* [Excerpted passage]
□ □ □ □ □

Even at home, duck breasts cooked in rich sauce is a meal fit for a restaurant.

duck breasts with white beans
(Illustration by Jonathan Carlson; styling by Sheryl Julian and Julie Riven)

Sometimes it's fun to play chef at home and present a meal suited to a restaurant. If you have the urge, and the confidence, put duck breasts on your menu. These plump, boneless pieces come with their thick, fatty skin intact. The skin needs to be rendered until crisp and golden, but the meat should cook only until rosy (think leg of lamb). The duck is especially spectacular served with a rich sauce, made by simmering wine or port with chicken stock until the mixture looks syrupy. This seems difficult until you begin boiling down the liquids and watch them turn saucelike with very little coaxing. It does make a mess at the stove (and unlike a restaurant chef, you may have no one to mop up for you), but this fancy cooking is worth the elbow grease.

DUCK BREASTS WITH WHITE BEANS
SERVES 4

BEANS
2 cups dried small white beans
2 whole cloves garlic, peeled
1 sprig fresh rosemary
Salt and pepper, to taste

Place the beans in a large bowl with enough water to cover them. Set aside for half a day or overnight.

Tip the beans into a colander, rinse them, and transfer them to a large saucepan. Add enough cold water to cover the beans (about 2 quarts). Add the garlic and rosemary and bring the mixture to a boil.

Turn the heat to low and simmer for 1 hour or until the beans are tender but not falling apart. Drain into a colander and transfer the beans to a clean saucepan, discarding the garlic and rosemary. Add plenty of salt and pepper and set aside.

DUCK AND CHARD

2 whole boneless duck breasts, split to make 4 halves
Salt and pepper, to taste
1 bunch Swiss chard, stems removed and leaves coarsely chopped
1/2 cup white wine
2 cups chicken stock
2 tablespoons chopped fresh parsley

Trim the edges of the skin on the breasts to remove any fat that drapes over the sides of the meat.

Heat a large cast-iron skillet over medium-high heat. Use a paring knife to score the skin on the breasts at 3/4-inch intervals without cutting through to the edges of the skin or to the meat. Season the breasts on both sides with salt and pepper.

□ □ □ □ □

* [Data lines]

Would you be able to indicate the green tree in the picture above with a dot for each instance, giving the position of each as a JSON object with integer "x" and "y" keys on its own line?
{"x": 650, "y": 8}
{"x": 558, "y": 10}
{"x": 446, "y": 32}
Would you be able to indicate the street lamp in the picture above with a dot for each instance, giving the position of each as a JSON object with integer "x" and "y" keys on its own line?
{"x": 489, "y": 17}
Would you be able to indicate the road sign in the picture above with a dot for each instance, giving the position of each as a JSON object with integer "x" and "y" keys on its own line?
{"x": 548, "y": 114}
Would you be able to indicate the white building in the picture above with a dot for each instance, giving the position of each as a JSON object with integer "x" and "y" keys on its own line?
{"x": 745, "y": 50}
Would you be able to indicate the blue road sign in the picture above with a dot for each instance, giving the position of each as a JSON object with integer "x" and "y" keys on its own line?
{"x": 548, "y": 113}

□ □ □ □ □

* [Problem A] List every ingredient given under the "DUCK AND CHARD" heading of the duck breasts recipe, with quantities.
* [Problem B] Write the next part of the duck breasts recipe, picking up after the step that seasons the breasts with salt and pepper.

* [Task answer A]
- 2 whole boneless duck breasts, split to make 4 halves
- Salt and pepper, to taste
- 1 bunch Swiss chard, stems removed and leaves coarsely chopped
- 1/2 cup white wine
- 2 cups chicken stock
- 2 tablespoons chopped fresh parsley

* [Task answer B]
Set the breasts skin side down in the hot skillet. Cook without disturbing them for 5 minutes or until they are golden brown and the edges begin to lift from the pan. Using tongs, carefully turn the breasts over. Turn the heat to medium and cook for 3 minutes more or until the inside is rosy (it's OK to cut into the meat to check). Transfer the duck to a cutting board and cover loosely with foil; set aside.

Discard all but 1 tablespoon of fat from the pan. Add the chard and cook, stirring constantly, for 2 minutes or until it is wilted but still bright green. Transfer the chard to a plate.

Pour the wine into the pan and bring to a boil, scraping the bottom of the pan. Reduce to 2 tablespoons. Pour in the stock and bring to a boil. Simmer gently until it reduces by half.

Meanwhile, heat the beans in their saucepan, stirring gently, until hot. Stir in the chard and parsley.

Slice the duck 3/4 inch thick. Spoon the bean mixture onto each of 4 plates. Arrange the duck on top. Spoon the wine sauce over the meat and serve at once.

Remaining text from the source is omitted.